*EXERCISE INSTRUCTIONS*
Reproduce each of the items below verbatim, omitting the pictures.

── MATERIAL SUPPLIED

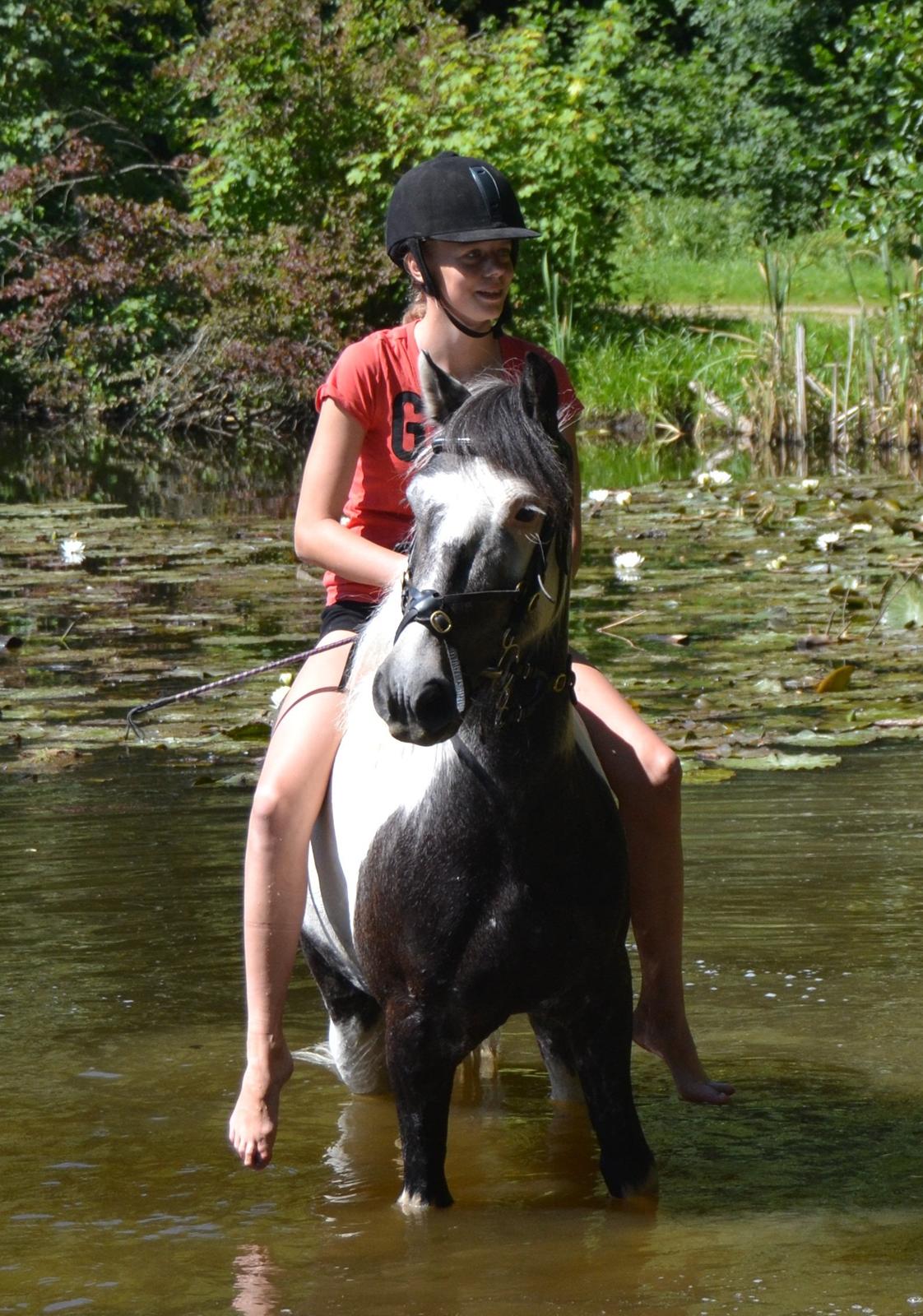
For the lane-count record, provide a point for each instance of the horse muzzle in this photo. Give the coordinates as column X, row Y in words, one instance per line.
column 419, row 710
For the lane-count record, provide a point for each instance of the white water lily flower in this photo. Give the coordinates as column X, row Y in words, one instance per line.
column 72, row 552
column 626, row 565
column 712, row 480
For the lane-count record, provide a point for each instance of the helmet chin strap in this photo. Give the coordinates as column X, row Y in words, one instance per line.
column 429, row 287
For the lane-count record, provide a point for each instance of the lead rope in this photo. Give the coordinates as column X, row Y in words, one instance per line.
column 224, row 681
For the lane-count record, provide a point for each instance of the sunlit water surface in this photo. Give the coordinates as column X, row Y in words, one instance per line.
column 120, row 1043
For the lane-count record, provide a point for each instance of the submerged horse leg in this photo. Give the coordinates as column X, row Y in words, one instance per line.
column 601, row 1037
column 559, row 1059
column 421, row 1072
column 357, row 1026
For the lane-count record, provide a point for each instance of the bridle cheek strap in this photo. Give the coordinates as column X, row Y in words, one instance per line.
column 428, row 609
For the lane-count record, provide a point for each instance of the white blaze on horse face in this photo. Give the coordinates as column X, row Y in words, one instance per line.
column 471, row 507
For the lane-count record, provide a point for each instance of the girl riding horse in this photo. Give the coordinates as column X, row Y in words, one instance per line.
column 453, row 227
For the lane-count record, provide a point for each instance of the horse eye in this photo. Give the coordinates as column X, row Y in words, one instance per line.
column 528, row 515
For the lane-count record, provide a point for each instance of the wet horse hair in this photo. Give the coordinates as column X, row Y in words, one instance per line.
column 469, row 862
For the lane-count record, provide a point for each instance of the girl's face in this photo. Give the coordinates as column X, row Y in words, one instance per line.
column 473, row 276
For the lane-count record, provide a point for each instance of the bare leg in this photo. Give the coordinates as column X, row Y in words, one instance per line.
column 286, row 804
column 644, row 776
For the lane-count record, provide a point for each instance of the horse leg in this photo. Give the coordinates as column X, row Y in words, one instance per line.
column 421, row 1072
column 559, row 1059
column 601, row 1041
column 357, row 1026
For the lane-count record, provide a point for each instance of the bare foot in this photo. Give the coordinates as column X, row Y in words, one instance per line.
column 675, row 1046
column 256, row 1118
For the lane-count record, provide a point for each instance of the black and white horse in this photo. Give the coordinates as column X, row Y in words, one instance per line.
column 469, row 862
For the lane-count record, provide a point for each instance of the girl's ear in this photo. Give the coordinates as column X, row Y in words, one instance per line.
column 412, row 269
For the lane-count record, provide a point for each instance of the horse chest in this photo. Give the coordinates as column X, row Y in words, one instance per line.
column 489, row 892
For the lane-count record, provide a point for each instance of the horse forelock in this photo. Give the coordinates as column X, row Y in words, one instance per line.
column 493, row 427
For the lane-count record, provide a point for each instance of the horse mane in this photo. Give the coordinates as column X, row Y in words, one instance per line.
column 493, row 425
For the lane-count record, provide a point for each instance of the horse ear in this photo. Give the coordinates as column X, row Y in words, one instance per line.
column 443, row 394
column 539, row 394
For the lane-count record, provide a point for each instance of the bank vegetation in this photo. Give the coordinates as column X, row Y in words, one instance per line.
column 191, row 203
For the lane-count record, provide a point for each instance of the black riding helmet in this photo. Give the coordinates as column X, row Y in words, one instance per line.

────

*WORKED ANSWER*
For the lane-count record, provide a point for each instance of the horse muzzle in this photo. Give the coordinates as column X, row Y in words, one instance per line.
column 419, row 710
For the lane-count record, provide a point for each instance of the white water lily flower in this photo. Give the coordinates as column X, row Y in words, one instance per line.
column 72, row 552
column 626, row 565
column 712, row 480
For the lane-count record, provide a point for each instance of the helmet chin strap in this photo. Give the coordinates as column X, row Y in words, one instance per line.
column 429, row 287
For the lane-count record, provide a point for each instance of the lead rope in this photo. Give the coordinates as column X, row Y in words, one instance per line.
column 224, row 681
For the lane-count record, provide a point for each instance of the sunlit water surface in this photo. Give the coordinates as column X, row Y in words, one instance per line.
column 120, row 1043
For the lane-count record, provide a point for each instance of the submerged horse leg in this photo. Give the coordinates as column X, row Y in words, one instance per line.
column 601, row 1037
column 559, row 1059
column 421, row 1072
column 357, row 1026
For the lane-count record, provide a point for each instance of the bridle cheek strap in this photo. Give the coordinates as column X, row Y in words, one instance per line.
column 428, row 609
For the lane-count record, provide a point for each instance of the white blaze on horse face in this photo. Give the coordinates as column X, row Y in words, one instance per line.
column 471, row 507
For the lane-count record, provide a point for each instance of the girl riding horse in this photo. Give the coordinates as column X, row Y in words, one instance per line.
column 453, row 227
For the lane-count record, provide a point for each instance of the horse eye in this photo. Give the coordinates as column X, row Y in words, one instance per line.
column 528, row 515
For the lane-count record, provide a point for each instance of the wet horse hair in this photo. Give the coordinates as column X, row Y in words, one instance per line.
column 469, row 862
For the lane-count record, provide a point for each instance of the girl's face in this photo. Give the coordinates as column X, row Y in words, one instance per line.
column 473, row 276
For the lane-count record, provide a point for each instance of the bare leg in this photo. Give the coordinates as column X, row Y in words, one instance per line.
column 286, row 804
column 644, row 776
For the lane-count record, provide a point for each instance of the horse leg in this photo. Give the coordinates as column X, row Y in words, one instance per line.
column 421, row 1072
column 559, row 1059
column 601, row 1041
column 357, row 1026
For the lane-count record, provide a point for each instance of the bare foot in this photo. Give the coordinates as column X, row Y in words, one instance per line.
column 675, row 1046
column 256, row 1118
For the lane-count record, provide a point for each instance of the black and white horse in this photo. Give the coordinates as column X, row Y in words, one instance per line.
column 469, row 862
For the lane-count record, provide a point for each instance of the girl's ear in this photo. Give the coordinates as column X, row Y in words, one instance per line.
column 412, row 269
For the lane-count record, provide a point for each instance of the horse chest in this photo. Give the coordinates as column X, row Y in words, one instance per line.
column 489, row 892
For the lane-count record, provide a point for each instance of the horse forelock in this photo. Give the coordinates as column X, row Y in words, one instance per line.
column 493, row 427
For the lane-count record, provide a point for each instance of the horse mane in this photo. Give the coordinates as column X, row Y in words, one instance per line.
column 493, row 425
For the lane-count record, provide a point for each instance of the horse ear in this photo. Give the coordinates as column X, row Y in words, one instance per line.
column 443, row 394
column 539, row 394
For the lane-count record, provide a point for each instance of the bank vegetation in this photo. Give the coordinates as column X, row Y in words, one instance per line.
column 191, row 203
For the lane-count record, provide a point for each instance of the black riding helmet in this photo. Give the coordinates as column X, row Y in words, one instance per line.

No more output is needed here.